- **Given exercise**
Exactly and only the lines from the one containing "Task: place one pin on each instance of the player's left" through the close of the entries below are to be set down.

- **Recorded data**
....

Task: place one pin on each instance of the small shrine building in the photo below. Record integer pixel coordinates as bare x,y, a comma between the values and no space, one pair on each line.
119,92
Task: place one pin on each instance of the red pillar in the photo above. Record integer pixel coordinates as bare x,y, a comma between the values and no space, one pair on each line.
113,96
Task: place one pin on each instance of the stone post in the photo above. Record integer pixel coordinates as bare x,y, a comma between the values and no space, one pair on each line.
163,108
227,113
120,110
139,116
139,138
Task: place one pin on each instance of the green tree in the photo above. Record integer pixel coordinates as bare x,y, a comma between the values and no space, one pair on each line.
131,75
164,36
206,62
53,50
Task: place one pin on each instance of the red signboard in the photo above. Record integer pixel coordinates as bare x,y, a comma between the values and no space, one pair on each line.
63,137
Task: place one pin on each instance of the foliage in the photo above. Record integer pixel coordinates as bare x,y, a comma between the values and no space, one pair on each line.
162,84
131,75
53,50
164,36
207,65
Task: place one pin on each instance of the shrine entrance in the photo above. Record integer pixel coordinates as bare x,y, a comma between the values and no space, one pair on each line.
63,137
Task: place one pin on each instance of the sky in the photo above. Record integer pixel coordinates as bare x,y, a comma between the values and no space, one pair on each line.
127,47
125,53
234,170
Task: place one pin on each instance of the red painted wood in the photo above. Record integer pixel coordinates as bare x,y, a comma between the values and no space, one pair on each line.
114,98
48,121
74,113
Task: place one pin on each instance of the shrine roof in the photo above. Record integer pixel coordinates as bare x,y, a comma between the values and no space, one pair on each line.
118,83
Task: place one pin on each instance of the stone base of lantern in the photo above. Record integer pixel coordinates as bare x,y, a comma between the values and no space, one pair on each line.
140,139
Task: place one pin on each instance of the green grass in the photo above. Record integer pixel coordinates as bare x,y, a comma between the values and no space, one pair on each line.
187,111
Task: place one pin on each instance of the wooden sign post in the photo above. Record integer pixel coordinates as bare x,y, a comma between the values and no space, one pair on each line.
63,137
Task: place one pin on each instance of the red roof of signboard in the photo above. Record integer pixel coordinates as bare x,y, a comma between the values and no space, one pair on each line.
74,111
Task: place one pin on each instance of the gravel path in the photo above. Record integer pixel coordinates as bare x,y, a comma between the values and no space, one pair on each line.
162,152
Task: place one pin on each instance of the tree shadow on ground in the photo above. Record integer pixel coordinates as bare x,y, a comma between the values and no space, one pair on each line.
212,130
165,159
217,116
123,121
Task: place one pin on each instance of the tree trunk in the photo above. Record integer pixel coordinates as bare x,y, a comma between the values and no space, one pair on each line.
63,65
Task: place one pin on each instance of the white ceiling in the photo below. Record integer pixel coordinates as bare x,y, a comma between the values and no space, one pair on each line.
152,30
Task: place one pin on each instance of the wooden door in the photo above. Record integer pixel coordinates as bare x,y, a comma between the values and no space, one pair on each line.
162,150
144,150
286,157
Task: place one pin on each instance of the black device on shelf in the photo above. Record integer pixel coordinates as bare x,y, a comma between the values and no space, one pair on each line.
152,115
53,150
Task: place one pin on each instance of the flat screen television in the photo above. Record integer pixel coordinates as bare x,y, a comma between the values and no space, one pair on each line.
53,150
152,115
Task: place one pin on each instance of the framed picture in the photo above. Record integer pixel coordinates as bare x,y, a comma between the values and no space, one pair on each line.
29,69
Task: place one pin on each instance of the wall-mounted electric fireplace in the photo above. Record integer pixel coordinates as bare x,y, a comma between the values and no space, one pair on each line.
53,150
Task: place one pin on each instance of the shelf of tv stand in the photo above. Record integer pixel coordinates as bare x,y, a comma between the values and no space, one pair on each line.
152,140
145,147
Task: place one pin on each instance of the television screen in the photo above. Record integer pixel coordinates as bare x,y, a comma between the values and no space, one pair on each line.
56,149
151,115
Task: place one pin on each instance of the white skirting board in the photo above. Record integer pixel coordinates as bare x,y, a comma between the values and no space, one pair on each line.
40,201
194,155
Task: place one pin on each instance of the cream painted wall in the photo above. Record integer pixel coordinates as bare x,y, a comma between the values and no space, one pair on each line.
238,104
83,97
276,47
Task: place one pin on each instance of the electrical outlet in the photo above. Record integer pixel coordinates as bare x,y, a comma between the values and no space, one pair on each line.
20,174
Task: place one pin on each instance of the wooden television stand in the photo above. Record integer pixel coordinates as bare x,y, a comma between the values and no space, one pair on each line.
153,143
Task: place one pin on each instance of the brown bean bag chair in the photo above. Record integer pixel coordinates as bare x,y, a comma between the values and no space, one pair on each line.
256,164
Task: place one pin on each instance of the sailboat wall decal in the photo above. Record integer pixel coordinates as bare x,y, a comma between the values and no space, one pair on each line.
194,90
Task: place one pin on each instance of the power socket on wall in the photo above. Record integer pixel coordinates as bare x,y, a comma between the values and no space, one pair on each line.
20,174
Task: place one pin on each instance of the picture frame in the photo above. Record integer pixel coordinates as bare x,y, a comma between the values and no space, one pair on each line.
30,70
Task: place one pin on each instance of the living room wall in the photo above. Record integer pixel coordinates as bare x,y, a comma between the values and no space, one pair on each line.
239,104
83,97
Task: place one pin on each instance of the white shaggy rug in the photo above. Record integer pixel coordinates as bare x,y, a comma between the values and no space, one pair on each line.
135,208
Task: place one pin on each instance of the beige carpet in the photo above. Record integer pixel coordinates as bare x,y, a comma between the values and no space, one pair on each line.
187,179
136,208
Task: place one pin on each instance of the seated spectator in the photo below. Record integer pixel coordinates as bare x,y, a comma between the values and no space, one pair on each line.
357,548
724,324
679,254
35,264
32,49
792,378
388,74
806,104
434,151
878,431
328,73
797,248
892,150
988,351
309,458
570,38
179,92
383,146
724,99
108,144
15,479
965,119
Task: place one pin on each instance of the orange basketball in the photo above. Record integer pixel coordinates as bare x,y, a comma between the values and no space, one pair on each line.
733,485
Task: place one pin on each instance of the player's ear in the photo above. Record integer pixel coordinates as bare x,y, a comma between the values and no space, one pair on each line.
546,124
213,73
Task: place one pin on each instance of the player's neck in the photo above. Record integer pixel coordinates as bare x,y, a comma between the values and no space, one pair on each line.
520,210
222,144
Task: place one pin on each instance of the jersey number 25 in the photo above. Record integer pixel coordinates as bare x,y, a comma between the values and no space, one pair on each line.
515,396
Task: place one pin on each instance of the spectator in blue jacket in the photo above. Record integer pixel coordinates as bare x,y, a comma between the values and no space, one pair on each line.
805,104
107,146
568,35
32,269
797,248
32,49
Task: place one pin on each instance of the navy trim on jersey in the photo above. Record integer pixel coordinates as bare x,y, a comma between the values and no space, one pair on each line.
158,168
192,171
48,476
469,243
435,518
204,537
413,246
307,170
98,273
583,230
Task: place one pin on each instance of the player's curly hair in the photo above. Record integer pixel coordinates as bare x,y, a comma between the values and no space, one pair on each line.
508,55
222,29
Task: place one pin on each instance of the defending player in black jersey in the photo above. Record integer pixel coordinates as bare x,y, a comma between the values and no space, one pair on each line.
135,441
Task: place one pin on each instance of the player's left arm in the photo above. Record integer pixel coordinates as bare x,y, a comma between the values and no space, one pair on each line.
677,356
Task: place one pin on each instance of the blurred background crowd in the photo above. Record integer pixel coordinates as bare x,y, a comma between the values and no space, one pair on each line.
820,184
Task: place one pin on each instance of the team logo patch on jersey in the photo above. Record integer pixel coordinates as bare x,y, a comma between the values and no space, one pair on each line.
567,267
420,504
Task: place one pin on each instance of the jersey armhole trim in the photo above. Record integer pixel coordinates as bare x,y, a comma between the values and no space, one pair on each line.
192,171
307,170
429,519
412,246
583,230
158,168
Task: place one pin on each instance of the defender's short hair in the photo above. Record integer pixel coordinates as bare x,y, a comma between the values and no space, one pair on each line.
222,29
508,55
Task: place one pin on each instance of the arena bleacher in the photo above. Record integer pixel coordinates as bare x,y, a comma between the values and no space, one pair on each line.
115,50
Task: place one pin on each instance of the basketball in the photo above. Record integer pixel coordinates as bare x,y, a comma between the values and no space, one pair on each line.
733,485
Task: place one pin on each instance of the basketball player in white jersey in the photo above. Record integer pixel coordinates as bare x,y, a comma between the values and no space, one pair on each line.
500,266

....

- **Task response**
Task: place one pin on each instance of the player's left arm in the photo above. Record integer pixel coordinates as bare x,y, a comma between the values and no space, one pair on each line.
677,356
Task: place one pin on each instance of the blurred background crowd in the photo above. Record integer pixel coordinates as bare x,y, a comma between the values and no space, one pair on each line.
820,184
Task: place one pin on each instance of the team logo patch on jersey in the photo above. Record integer pixel coordinates as bare x,y, a comma between the values and no space, one pair on each line.
567,267
420,504
Task: place one pin on each instance of the jersey armhole trim in the photo above. Record integer pixel coordinates as bare x,y, a comma between the values and no space, one pair on each line.
192,171
307,170
429,519
412,246
583,230
158,168
Task: place one pin on each instance of the defender's short hair in the photo above. Record integer pixel coordinates as bare x,y, a comma between the values and no space, one pair on each line.
222,29
508,55
Task: place one pin on each instance of the arena bleacher in the photo above. Record integer pixel coordinates as bare x,y, a comma between the values and no space, one pair on each line.
115,50
Task: place one pin on each instance of the basketball in the photo above. Record integer pixel coordinates as bare x,y, a comma between the values and no space, one pair on each line.
733,485
Task: place one pin on each instance of the basketball player in white jersey in the photo above. Record integer pixel coordinates as bare x,y, a comma between the values and no space, one pair on each line.
500,266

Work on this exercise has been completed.